- **Trecho**:
“Aprofundar a democracia requer a participação cidadã em nível elevado. Reconhecer as novas complexidades sociais e culturais é condição primeira para estabelecer novas institucionalidades e, portanto, a política cultural precisa assumir seu papel determinante, ou seja, protagonizar uma nova cidadania, em condições objetivas já presentes.”

Fabio Maciel é advogado formado pela USP, mestre em filosofia do direito e do Estado, professor, autor e ex-editor jurídico da Editora Saraiva. Atuou como produtor cultural, sendo co-fundador da Coordenadoria de Ruas e Espaços Sociais – CORES. Membro atuante do Instituto Pensarte desde a sua fundação, Maciel é candidato a vereador de São Paulo pelo PCdoB.

Na última quinta-feira, o advogado participou do debate promovido pelo Pensarte e Cultura e Mercado com o tema Política Cultural e Cultura Política e nos concedeu a seguinte entrevista:
 
Leonardo Brant – Como a política cultural pode atuar no fortalecimento da cidadania e da democracia?

- **A fazer**:
1 – Transcreva o trecho sobre Fabio Maciel de "Na última quinta-feira, o" até "e da democracia?", incluindo essas palavras.
2 – Segundo o trecho sobre Fabio Maciel, por qual partido ele é candidato a vereador de São Paulo?
3 – Dê seguimento ao trecho sobre Fabio Maciel a partir da última frase apresentada.

Registros de rotulagem de localização
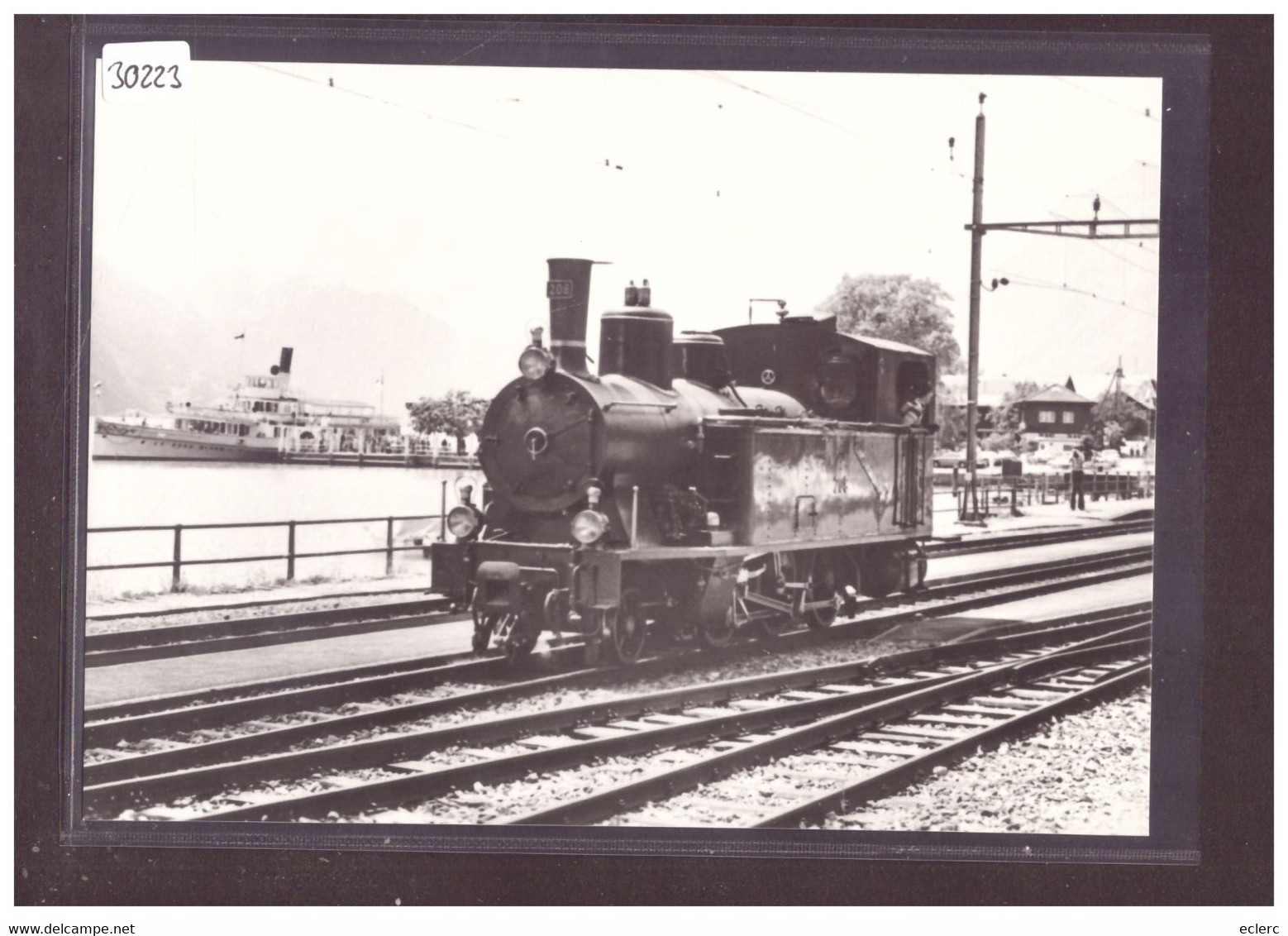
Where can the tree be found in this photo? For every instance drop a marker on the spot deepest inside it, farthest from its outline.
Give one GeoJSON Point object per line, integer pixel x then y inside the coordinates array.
{"type": "Point", "coordinates": [457, 413]}
{"type": "Point", "coordinates": [952, 421]}
{"type": "Point", "coordinates": [1008, 415]}
{"type": "Point", "coordinates": [1116, 418]}
{"type": "Point", "coordinates": [897, 308]}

- **Respostas por tarefa**:
1 –
Na última quinta-feira, o advogado participou do debate promovido pelo Pensarte e Cultura e Mercado com o tema Política Cultural e Cultura Política e nos concedeu a seguinte entrevista:
 
Leonardo Brant – Como a política cultural pode atuar no fortalecimento da cidadania e da democracia?

2 – Pelo PCdoB.

3 –
Fabio Maciel – Política cultural e cultura política estão, como é sabido, essencialmente relacionadas. Considerando-se política cultural um conceito, pode-se dizer, numa relação dialética, que ela é determinada pela cultura política. Mas é, também, determinante da cultura política, de acordo com o posicionamento político dos agentes culturais, respeitadas a pluralidade política e diversidade cultural. Quando se fala em fortalecimento da cidadania e da democracia, isso só será possível se houver o co-protagonismo dos agentes culturais. Aprofundar a democracia requer a participação cidadã em nível elevado. Reconhecer as novas complexidades sociais e culturais é condição primeira para estabelecer novas institucionalidades e, portanto, a política cultural precisa assumir seu papel determinante, ou seja, protagonizar uma nova cidadania, em condições objetivas já presentes.

LBA consolidação de um Sistema Nacional de Cultura, que defina melhor os papéis da federação, dos estados e dos municípios, favoreceria o envolvimento do cidadão com as questões ligadas à
cultura?

FM – Certamente. A Constituição de 1988 abriga, nos preceitos fundamentais, a cultura brasileira, formada e em formação, criada e em criação. Falta, no entanto, definição clara das responsabilidades e respectivas alçadas de municípios, estados e federação. É preciso dizer que não se trata de enquadrar, engessar, a cultura em nenhum modelo. Nada disso. Os poderes públicos devem garantir a livre expressão e ampla difusão cultural. Os meios devem estar à disposição da cidadania brasileira no país inteiro e no mundo.

LBVivemos uma crise de participação política? O sistema representativo caducou? Qual a saída para uma efetiva contribuição do cidadão, sobretudo nas questões ligadas ao bairro e à cidade?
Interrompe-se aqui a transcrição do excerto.